**The task**
Lines from the one containing "Guideline: for each instance of the night" through the final line of the records are the only ones to copy, and each must match exactly.

Records for the task section start

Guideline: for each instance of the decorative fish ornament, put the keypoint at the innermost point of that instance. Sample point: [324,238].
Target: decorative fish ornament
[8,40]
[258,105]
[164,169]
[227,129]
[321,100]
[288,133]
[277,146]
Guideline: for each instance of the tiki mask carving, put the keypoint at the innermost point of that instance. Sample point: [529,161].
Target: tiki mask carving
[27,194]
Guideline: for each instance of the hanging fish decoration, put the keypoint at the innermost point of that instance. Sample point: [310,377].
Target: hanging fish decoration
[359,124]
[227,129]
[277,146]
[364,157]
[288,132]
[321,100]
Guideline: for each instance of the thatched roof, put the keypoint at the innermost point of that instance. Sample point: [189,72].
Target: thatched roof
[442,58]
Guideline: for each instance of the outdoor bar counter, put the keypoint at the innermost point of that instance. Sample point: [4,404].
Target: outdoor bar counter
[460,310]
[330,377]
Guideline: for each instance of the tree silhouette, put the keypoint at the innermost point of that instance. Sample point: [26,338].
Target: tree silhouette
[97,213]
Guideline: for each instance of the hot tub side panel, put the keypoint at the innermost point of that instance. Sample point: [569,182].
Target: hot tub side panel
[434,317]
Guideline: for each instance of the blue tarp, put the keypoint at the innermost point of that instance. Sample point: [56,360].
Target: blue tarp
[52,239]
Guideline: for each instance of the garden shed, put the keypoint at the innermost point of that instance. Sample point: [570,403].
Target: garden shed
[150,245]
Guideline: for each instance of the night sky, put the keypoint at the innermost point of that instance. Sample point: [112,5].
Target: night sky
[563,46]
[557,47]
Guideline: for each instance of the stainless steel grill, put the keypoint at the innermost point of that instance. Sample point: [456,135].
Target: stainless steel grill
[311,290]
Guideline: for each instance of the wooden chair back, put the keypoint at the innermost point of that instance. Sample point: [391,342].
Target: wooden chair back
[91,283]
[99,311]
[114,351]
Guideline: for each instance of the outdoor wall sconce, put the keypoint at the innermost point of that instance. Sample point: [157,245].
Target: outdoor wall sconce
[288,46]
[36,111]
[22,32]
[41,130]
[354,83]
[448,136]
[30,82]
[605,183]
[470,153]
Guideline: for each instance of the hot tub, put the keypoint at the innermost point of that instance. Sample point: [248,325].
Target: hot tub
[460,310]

Records for the task section end

**Response to the exercise**
Guideline: for each instance of the night sky, put the keypoint at the innermost point of that instance. Sample point: [112,5].
Target: night sky
[563,46]
[557,47]
Guideline: for each instance of the stainless steel grill, put the keypoint at the innermost point of that instance. Sample point: [456,135].
Target: stainless steel grill
[311,290]
Guideline: for each instance of the wooden chair back, put the keypoint at the innermost point of that instance. Sample point: [391,342].
Target: wooden chair back
[91,283]
[99,311]
[114,351]
Guideline: for each instance of the outdoor wall sconce, put the keypoint at the innermost point of that instance. Sample point: [157,245].
Target: outdoor wall sconce
[288,46]
[36,111]
[22,32]
[41,130]
[354,83]
[448,136]
[30,82]
[605,183]
[470,153]
Guideline: for each instance of the hot tub, put the keypoint at the innermost point of that instance. Sample point: [248,325].
Target: hot tub
[460,310]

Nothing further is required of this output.